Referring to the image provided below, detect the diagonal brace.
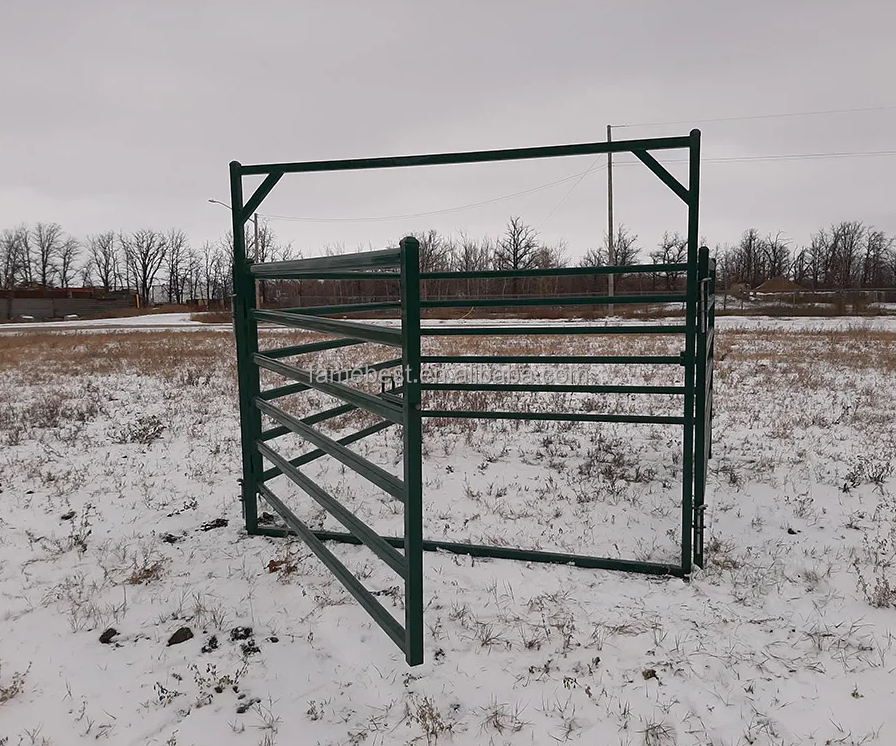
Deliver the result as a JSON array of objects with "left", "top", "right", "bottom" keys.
[
  {"left": 632, "top": 150, "right": 691, "bottom": 204},
  {"left": 240, "top": 171, "right": 283, "bottom": 223}
]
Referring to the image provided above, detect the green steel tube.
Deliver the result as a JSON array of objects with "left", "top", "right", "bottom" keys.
[
  {"left": 252, "top": 311, "right": 401, "bottom": 347},
  {"left": 256, "top": 443, "right": 407, "bottom": 578},
  {"left": 252, "top": 353, "right": 401, "bottom": 423},
  {"left": 681, "top": 130, "right": 700, "bottom": 575},
  {"left": 422, "top": 324, "right": 687, "bottom": 337},
  {"left": 400, "top": 237, "right": 424, "bottom": 666},
  {"left": 261, "top": 339, "right": 364, "bottom": 360},
  {"left": 420, "top": 355, "right": 681, "bottom": 365},
  {"left": 255, "top": 398, "right": 405, "bottom": 500},
  {"left": 242, "top": 137, "right": 690, "bottom": 176},
  {"left": 423, "top": 383, "right": 684, "bottom": 395},
  {"left": 420, "top": 263, "right": 688, "bottom": 281},
  {"left": 258, "top": 484, "right": 405, "bottom": 650},
  {"left": 420, "top": 293, "right": 687, "bottom": 308},
  {"left": 259, "top": 528, "right": 681, "bottom": 577},
  {"left": 277, "top": 301, "right": 401, "bottom": 316},
  {"left": 258, "top": 397, "right": 358, "bottom": 441},
  {"left": 259, "top": 422, "right": 395, "bottom": 482},
  {"left": 243, "top": 247, "right": 401, "bottom": 280},
  {"left": 230, "top": 161, "right": 262, "bottom": 534},
  {"left": 421, "top": 409, "right": 684, "bottom": 425}
]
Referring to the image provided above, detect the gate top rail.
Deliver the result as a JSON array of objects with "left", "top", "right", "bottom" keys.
[
  {"left": 239, "top": 130, "right": 696, "bottom": 176},
  {"left": 249, "top": 249, "right": 401, "bottom": 279}
]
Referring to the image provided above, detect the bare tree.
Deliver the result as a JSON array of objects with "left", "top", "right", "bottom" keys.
[
  {"left": 604, "top": 223, "right": 640, "bottom": 267},
  {"left": 0, "top": 225, "right": 28, "bottom": 318},
  {"left": 58, "top": 236, "right": 81, "bottom": 288},
  {"left": 31, "top": 223, "right": 64, "bottom": 288},
  {"left": 118, "top": 228, "right": 168, "bottom": 304},
  {"left": 650, "top": 231, "right": 688, "bottom": 290},
  {"left": 761, "top": 231, "right": 791, "bottom": 279},
  {"left": 165, "top": 228, "right": 190, "bottom": 303},
  {"left": 87, "top": 231, "right": 118, "bottom": 293},
  {"left": 495, "top": 216, "right": 539, "bottom": 271}
]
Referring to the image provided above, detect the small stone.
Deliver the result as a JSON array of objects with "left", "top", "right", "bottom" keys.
[
  {"left": 202, "top": 635, "right": 218, "bottom": 653},
  {"left": 199, "top": 518, "right": 227, "bottom": 531},
  {"left": 100, "top": 627, "right": 118, "bottom": 645},
  {"left": 230, "top": 627, "right": 252, "bottom": 642},
  {"left": 168, "top": 627, "right": 193, "bottom": 647}
]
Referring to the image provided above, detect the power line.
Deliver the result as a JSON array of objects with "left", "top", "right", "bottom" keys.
[
  {"left": 259, "top": 147, "right": 896, "bottom": 227},
  {"left": 613, "top": 105, "right": 896, "bottom": 128},
  {"left": 535, "top": 161, "right": 607, "bottom": 232},
  {"left": 262, "top": 168, "right": 591, "bottom": 223}
]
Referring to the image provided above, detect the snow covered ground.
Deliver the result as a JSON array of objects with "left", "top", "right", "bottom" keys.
[{"left": 0, "top": 316, "right": 896, "bottom": 746}]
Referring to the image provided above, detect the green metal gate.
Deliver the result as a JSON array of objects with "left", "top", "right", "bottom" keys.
[{"left": 230, "top": 130, "right": 715, "bottom": 665}]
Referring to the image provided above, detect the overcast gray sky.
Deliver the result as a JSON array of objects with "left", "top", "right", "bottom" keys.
[{"left": 0, "top": 0, "right": 896, "bottom": 257}]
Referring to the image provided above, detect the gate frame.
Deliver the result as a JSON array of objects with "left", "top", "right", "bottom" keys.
[{"left": 230, "top": 130, "right": 715, "bottom": 666}]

::::

→ REQUIREMENT
Arrange the rows, starting with the line that contains "Referring to the image provided above, detect the gate frame." and continuing through the end of the rows, as a two-column CSV with the headers instruction and boxes. Give one line for each row, putting its text and its answer in separate quoted fields with line breaks turned into spaces.

→ ANSWER TO THE EXERCISE
instruction,boxes
"Referring to the image provided above, detect the gate frame. Deliver the result as a JSON array of objects with ""left"", ""top"", ""right"", ""bottom"" keys.","[{""left"": 230, ""top"": 130, ""right"": 715, ""bottom"": 666}]"